Text to read
++++++++++++++++++++

Thursday , April 18 2024

Why They Hate Us – Why They Can Kiss My Ass

Christopher Hitchens examines anti-Americanism in its various ugly forms:

    The United States of America is not just a state or a country but a nation-the only such country, in fact-supposedly founded on a set of principles and ideas. The documents and proclamations preceded the nation-state. China would be China under any regime, and so would Iceland or Egypt, but the USA is also a concept. (Rather eerily, I suppose, one could say that this was also partly true of East Germany, North Korea, Israel, Pakistan, and Saudi Arabia-all states based on parties, ideologies, or faiths. But only partly true, because the United States is based on pluralism as regards faith, political allegiance, or ethnicity.)

    That in itself probably explains a certain kind of anti-American style – the kind that expresses contempt for mongrelization and cosmopolitanism. This, which is mixed with both snobbery and racism, is quite commonly found on the European right, which always regarded America as a mobbish and vulgar and indiscriminate enterprise. With some adjustments-resentment at materialism and brashness-it also overlaps with some tropes that can be encountered on the European left. Both mixtures commingle again in Muslim anti-Americanism, which often represents the USA as a sort of racial and commercial chaos, manipulated by cunning Jews.

++++++++++++++++++++

Data extract
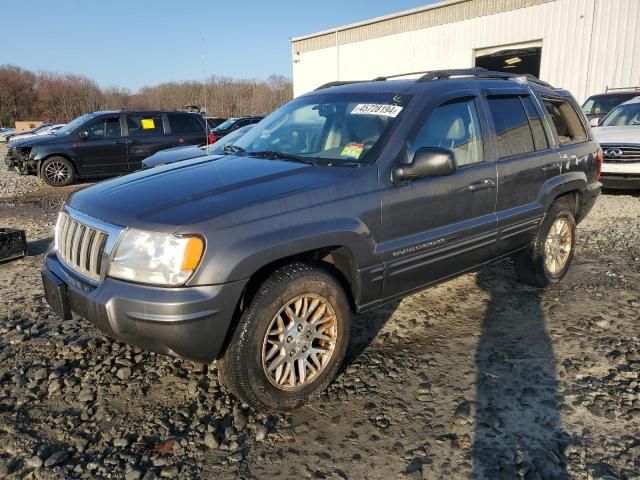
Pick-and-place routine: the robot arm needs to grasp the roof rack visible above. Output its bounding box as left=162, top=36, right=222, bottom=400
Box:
left=316, top=67, right=556, bottom=90
left=605, top=87, right=640, bottom=93
left=316, top=80, right=370, bottom=90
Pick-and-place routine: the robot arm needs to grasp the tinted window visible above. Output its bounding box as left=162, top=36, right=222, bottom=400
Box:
left=602, top=102, right=640, bottom=127
left=87, top=117, right=122, bottom=138
left=216, top=118, right=238, bottom=130
left=169, top=113, right=204, bottom=133
left=488, top=97, right=535, bottom=158
left=409, top=99, right=484, bottom=166
left=127, top=115, right=164, bottom=137
left=543, top=100, right=587, bottom=145
left=522, top=97, right=549, bottom=150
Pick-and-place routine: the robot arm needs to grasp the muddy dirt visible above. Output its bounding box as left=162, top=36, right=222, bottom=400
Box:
left=0, top=167, right=640, bottom=480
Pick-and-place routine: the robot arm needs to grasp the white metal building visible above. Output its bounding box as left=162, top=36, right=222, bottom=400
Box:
left=292, top=0, right=640, bottom=101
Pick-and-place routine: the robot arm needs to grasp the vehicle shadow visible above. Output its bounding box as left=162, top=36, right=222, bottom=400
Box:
left=339, top=300, right=400, bottom=373
left=472, top=262, right=569, bottom=480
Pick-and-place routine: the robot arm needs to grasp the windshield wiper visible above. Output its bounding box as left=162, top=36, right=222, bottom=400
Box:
left=223, top=144, right=244, bottom=153
left=246, top=150, right=316, bottom=165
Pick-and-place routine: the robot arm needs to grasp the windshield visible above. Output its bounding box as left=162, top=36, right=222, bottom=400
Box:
left=600, top=102, right=640, bottom=127
left=54, top=113, right=94, bottom=135
left=207, top=125, right=253, bottom=155
left=582, top=93, right=637, bottom=115
left=234, top=93, right=411, bottom=163
left=216, top=118, right=238, bottom=130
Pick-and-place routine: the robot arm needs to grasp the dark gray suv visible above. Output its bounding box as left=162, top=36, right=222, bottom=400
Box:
left=4, top=110, right=213, bottom=187
left=43, top=69, right=602, bottom=410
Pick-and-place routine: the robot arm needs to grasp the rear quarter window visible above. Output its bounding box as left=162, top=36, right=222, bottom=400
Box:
left=542, top=99, right=588, bottom=146
left=168, top=114, right=204, bottom=133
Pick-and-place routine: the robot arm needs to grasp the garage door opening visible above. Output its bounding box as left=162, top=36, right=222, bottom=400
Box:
left=476, top=47, right=542, bottom=78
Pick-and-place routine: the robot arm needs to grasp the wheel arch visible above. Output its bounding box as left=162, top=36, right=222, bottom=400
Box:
left=36, top=152, right=79, bottom=176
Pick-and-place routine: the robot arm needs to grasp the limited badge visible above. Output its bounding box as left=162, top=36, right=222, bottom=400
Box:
left=340, top=143, right=364, bottom=159
left=351, top=103, right=403, bottom=118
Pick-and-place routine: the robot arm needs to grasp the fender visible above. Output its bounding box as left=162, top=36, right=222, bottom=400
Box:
left=538, top=171, right=588, bottom=211
left=189, top=218, right=375, bottom=299
left=29, top=145, right=79, bottom=175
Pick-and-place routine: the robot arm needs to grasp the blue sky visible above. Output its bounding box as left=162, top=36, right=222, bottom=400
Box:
left=0, top=0, right=434, bottom=91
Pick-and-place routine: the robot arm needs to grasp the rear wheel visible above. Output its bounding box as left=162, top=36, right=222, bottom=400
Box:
left=219, top=263, right=351, bottom=411
left=40, top=157, right=76, bottom=187
left=514, top=200, right=576, bottom=287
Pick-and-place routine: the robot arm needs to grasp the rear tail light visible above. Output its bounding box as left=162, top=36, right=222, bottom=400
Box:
left=596, top=148, right=604, bottom=180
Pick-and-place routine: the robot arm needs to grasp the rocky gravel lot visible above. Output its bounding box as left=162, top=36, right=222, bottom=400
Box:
left=0, top=144, right=640, bottom=480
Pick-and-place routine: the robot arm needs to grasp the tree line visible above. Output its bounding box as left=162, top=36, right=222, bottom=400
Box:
left=0, top=65, right=293, bottom=126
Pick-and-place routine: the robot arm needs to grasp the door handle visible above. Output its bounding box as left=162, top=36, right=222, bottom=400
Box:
left=468, top=178, right=496, bottom=192
left=540, top=162, right=560, bottom=172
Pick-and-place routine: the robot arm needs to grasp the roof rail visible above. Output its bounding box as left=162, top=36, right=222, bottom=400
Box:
left=316, top=67, right=552, bottom=90
left=605, top=87, right=640, bottom=93
left=316, top=80, right=369, bottom=90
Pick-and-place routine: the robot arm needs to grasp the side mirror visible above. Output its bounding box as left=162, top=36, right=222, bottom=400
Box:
left=393, top=147, right=456, bottom=182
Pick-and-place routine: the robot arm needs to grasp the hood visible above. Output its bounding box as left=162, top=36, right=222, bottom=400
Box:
left=68, top=155, right=357, bottom=231
left=592, top=125, right=640, bottom=144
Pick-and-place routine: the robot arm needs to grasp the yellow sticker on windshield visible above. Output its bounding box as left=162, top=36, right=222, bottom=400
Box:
left=340, top=142, right=364, bottom=158
left=142, top=118, right=156, bottom=130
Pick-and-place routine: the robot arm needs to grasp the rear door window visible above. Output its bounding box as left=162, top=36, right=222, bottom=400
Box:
left=87, top=117, right=122, bottom=139
left=487, top=96, right=536, bottom=158
left=521, top=96, right=549, bottom=151
left=543, top=99, right=588, bottom=146
left=127, top=115, right=164, bottom=137
left=168, top=113, right=204, bottom=133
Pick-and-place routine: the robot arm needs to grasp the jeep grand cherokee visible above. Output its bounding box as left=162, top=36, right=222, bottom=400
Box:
left=43, top=69, right=602, bottom=410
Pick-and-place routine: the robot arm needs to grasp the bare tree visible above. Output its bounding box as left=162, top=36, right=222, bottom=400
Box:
left=0, top=65, right=293, bottom=125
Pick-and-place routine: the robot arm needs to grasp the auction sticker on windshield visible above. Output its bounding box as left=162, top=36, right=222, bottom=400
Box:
left=351, top=103, right=403, bottom=118
left=340, top=142, right=364, bottom=159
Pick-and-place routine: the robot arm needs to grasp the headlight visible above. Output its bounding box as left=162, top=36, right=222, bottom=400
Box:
left=109, top=228, right=204, bottom=286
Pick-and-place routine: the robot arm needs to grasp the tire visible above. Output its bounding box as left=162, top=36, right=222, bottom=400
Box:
left=40, top=157, right=76, bottom=187
left=514, top=200, right=576, bottom=288
left=218, top=263, right=351, bottom=411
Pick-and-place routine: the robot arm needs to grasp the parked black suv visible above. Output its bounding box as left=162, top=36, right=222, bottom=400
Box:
left=212, top=116, right=264, bottom=141
left=5, top=111, right=212, bottom=187
left=43, top=69, right=602, bottom=410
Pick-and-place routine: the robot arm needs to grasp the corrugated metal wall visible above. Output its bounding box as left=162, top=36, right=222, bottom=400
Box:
left=292, top=0, right=640, bottom=101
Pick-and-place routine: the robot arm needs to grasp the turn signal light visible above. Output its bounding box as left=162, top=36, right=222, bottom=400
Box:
left=182, top=237, right=204, bottom=271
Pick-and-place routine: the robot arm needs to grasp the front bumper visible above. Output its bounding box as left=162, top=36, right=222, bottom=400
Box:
left=42, top=252, right=246, bottom=363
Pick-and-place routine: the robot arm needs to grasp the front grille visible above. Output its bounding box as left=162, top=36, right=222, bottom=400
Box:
left=601, top=144, right=640, bottom=163
left=56, top=212, right=109, bottom=281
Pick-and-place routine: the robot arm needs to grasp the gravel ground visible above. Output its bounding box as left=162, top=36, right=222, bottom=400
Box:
left=0, top=157, right=640, bottom=480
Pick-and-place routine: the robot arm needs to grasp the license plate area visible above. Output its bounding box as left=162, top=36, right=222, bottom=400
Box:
left=42, top=270, right=72, bottom=320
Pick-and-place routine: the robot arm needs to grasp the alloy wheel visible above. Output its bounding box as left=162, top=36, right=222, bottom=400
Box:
left=44, top=162, right=71, bottom=185
left=544, top=217, right=573, bottom=275
left=262, top=293, right=338, bottom=390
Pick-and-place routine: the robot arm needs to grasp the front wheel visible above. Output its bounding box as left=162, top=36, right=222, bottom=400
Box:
left=219, top=263, right=351, bottom=411
left=514, top=200, right=576, bottom=288
left=40, top=157, right=76, bottom=187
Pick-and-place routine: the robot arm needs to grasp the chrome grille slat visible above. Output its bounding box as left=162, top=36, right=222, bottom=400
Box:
left=58, top=212, right=108, bottom=281
left=89, top=231, right=103, bottom=272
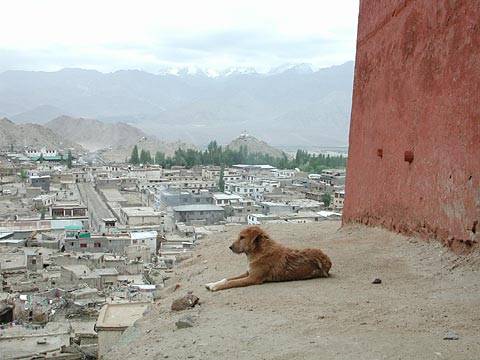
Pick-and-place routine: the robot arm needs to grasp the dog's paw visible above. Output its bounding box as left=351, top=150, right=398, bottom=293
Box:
left=205, top=283, right=215, bottom=291
left=205, top=279, right=227, bottom=291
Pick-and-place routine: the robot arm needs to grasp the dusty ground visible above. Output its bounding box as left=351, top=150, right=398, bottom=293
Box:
left=106, top=221, right=480, bottom=360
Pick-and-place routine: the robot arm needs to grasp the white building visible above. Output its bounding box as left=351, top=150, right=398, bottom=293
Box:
left=127, top=231, right=158, bottom=255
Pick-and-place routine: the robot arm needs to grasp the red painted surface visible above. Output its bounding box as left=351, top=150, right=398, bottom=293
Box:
left=344, top=0, right=480, bottom=250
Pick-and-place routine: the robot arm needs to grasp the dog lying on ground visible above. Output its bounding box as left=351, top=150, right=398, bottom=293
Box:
left=205, top=226, right=332, bottom=291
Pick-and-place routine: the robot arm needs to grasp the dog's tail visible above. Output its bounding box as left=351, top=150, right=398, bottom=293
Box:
left=317, top=252, right=332, bottom=277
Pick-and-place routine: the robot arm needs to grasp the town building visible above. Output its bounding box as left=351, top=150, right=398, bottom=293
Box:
left=120, top=206, right=165, bottom=225
left=173, top=204, right=225, bottom=225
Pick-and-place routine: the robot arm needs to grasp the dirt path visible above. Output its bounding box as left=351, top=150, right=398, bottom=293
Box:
left=106, top=221, right=480, bottom=360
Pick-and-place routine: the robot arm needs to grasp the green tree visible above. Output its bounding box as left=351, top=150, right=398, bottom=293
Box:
left=140, top=149, right=149, bottom=164
left=67, top=150, right=72, bottom=169
left=155, top=151, right=166, bottom=168
left=20, top=169, right=27, bottom=181
left=218, top=165, right=225, bottom=192
left=322, top=193, right=332, bottom=207
left=129, top=145, right=140, bottom=165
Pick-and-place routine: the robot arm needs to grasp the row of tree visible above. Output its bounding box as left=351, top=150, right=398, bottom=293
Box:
left=129, top=141, right=347, bottom=173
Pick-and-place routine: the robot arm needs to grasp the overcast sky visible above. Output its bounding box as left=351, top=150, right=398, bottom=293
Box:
left=0, top=0, right=358, bottom=73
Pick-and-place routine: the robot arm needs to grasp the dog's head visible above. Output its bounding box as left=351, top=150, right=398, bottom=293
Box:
left=230, top=226, right=267, bottom=254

++++++++++++++++++++

Task requirements
A – Reproduce the part of the anti-Americanism passage starting with "That in itself" and going on through "by cunning Jews.".
B – Transcribe the lines of the listing starting with the line with "the rear wheel" and going on through the line with "left=393, top=147, right=456, bottom=182".
The anti-Americanism passage and the listing come from separate, unrelated sources.

Results of the exercise
A –
That in itself probably explains a certain kind of anti-American style – the kind that expresses contempt for mongrelization and cosmopolitanism. This, which is mixed with both snobbery and racism, is quite commonly found on the European right, which always regarded America as a mobbish and vulgar and indiscriminate enterprise. With some adjustments-resentment at materialism and brashness-it also overlaps with some tropes that can be encountered on the European left. Both mixtures commingle again in Muslim anti-Americanism, which often represents the USA as a sort of racial and commercial chaos, manipulated by cunning Jews.

B –
Pick-and-place routine: the robot arm needs to grasp the rear wheel visible above. Output its bounding box as left=162, top=36, right=222, bottom=400
Box:
left=219, top=263, right=351, bottom=411
left=40, top=157, right=76, bottom=187
left=514, top=200, right=576, bottom=287
Pick-and-place routine: the robot arm needs to grasp the rear tail light visible above. Output its bounding box as left=162, top=36, right=222, bottom=400
Box:
left=596, top=148, right=604, bottom=180
Pick-and-place routine: the robot arm needs to grasp the rocky gravel lot visible above. Output its bounding box as left=162, top=36, right=222, bottom=400
Box:
left=0, top=144, right=640, bottom=480
Pick-and-place routine: the robot arm needs to grasp the tree line visible above. Output its bounding box as left=162, top=36, right=222, bottom=400
Box:
left=0, top=65, right=293, bottom=126
Pick-and-place routine: the robot arm needs to grasp the door handle visible above. Output its bounding box as left=162, top=36, right=222, bottom=400
Box:
left=468, top=178, right=496, bottom=192
left=540, top=162, right=560, bottom=172
Pick-and-place routine: the robot arm needs to grasp the roof rail visible above. Output its bounding box as left=162, top=36, right=222, bottom=400
Box:
left=316, top=67, right=552, bottom=90
left=605, top=87, right=640, bottom=93
left=316, top=80, right=369, bottom=90
Pick-and-place routine: the robot arm needs to grasp the side mirror visible above. Output its bounding box as left=162, top=36, right=222, bottom=400
Box:
left=393, top=147, right=456, bottom=182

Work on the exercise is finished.